**Task to complete**
Output the lines of the data below as a numbered list, skipping blank lines. Start at the line containing "boom shown in the photo above." and continue through the end of the data, including both ends.

**Available data**
---+---
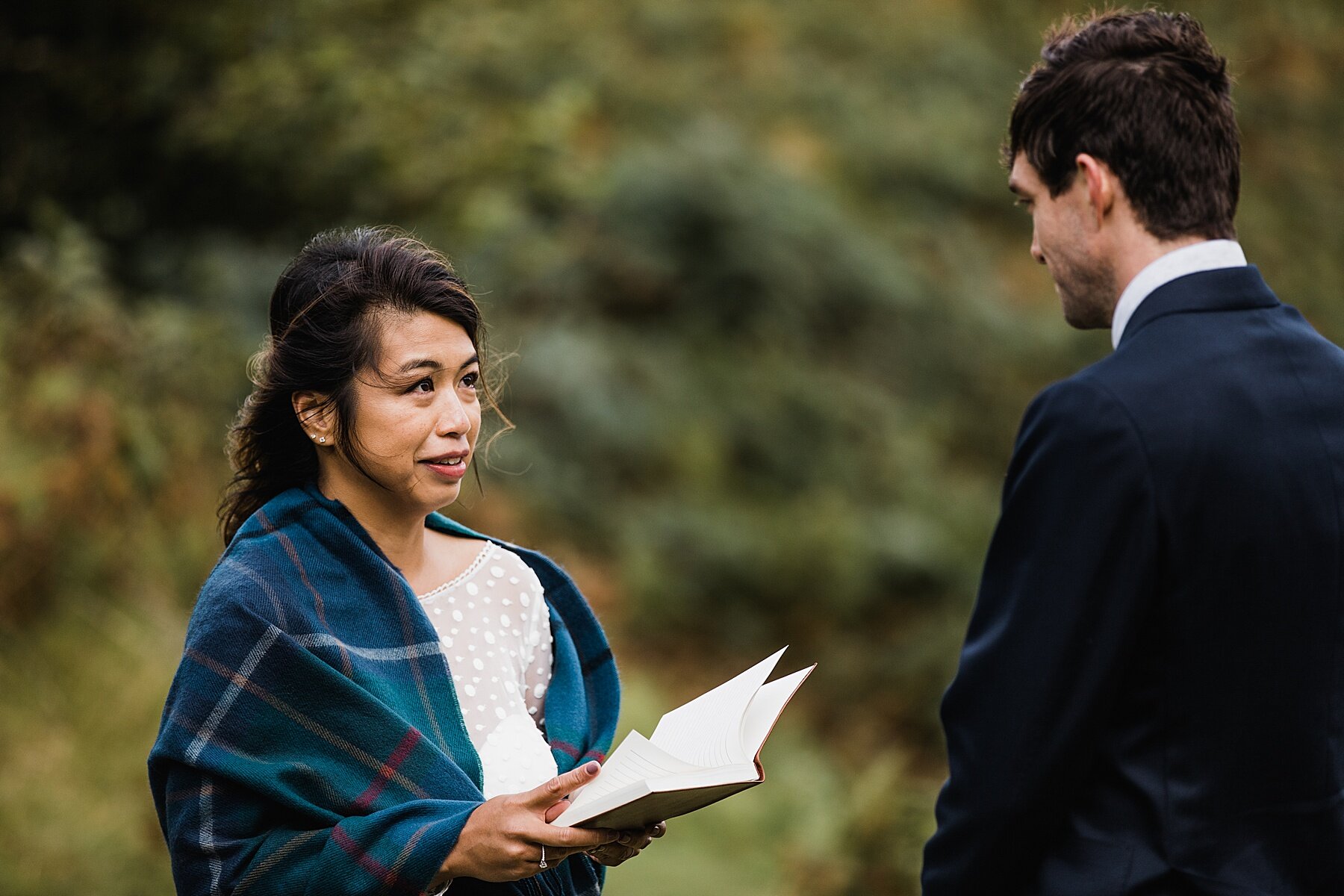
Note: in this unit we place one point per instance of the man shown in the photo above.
(1151, 696)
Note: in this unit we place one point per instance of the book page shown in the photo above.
(707, 731)
(765, 709)
(635, 761)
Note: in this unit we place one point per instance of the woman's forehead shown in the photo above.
(423, 336)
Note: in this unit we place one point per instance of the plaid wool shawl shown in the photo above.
(312, 741)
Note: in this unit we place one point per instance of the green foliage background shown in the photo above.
(769, 324)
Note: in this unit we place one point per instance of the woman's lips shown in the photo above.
(449, 467)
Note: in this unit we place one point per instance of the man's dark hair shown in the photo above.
(1148, 94)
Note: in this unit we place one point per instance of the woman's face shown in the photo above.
(418, 415)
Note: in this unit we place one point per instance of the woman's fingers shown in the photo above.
(550, 793)
(557, 810)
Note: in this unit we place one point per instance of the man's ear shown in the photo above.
(315, 414)
(1101, 184)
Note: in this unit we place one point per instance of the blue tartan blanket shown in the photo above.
(312, 742)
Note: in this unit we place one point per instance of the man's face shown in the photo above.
(1065, 240)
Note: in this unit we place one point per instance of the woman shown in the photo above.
(315, 741)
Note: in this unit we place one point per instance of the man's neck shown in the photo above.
(1140, 250)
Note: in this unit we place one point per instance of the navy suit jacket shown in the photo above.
(1151, 695)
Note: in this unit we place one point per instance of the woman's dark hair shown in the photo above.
(1148, 94)
(324, 329)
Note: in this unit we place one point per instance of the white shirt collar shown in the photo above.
(1211, 254)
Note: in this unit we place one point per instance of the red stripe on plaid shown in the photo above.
(389, 768)
(376, 868)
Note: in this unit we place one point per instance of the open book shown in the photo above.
(699, 754)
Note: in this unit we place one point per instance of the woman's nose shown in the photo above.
(453, 418)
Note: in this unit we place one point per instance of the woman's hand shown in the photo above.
(504, 836)
(626, 845)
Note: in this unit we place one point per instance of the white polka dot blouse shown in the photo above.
(497, 635)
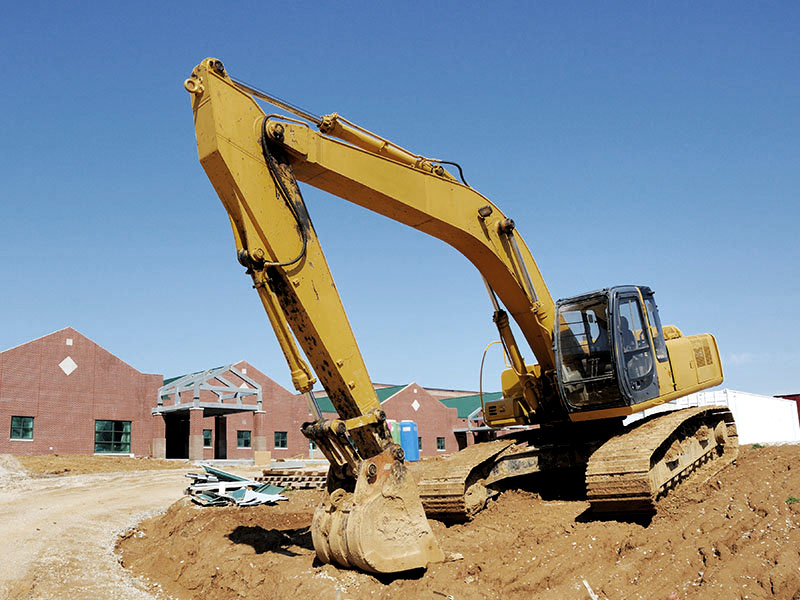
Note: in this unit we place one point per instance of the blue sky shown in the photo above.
(645, 143)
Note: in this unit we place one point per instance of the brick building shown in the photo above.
(440, 426)
(63, 393)
(238, 411)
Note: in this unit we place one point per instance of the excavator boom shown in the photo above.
(611, 356)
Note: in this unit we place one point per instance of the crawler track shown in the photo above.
(452, 488)
(631, 471)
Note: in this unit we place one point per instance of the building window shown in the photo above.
(21, 428)
(112, 436)
(242, 439)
---+---
**Answer below**
1. Note: in this unit we place one point per instance of the excavator boom shown in the photo above.
2. (611, 356)
3. Note: in this unit we place one point per instance of the crawler track shown in the photo above.
4. (452, 488)
5. (631, 471)
6. Note: in this unit we place one point per instance of the building window shown in the photo above.
7. (21, 428)
8. (112, 436)
9. (242, 439)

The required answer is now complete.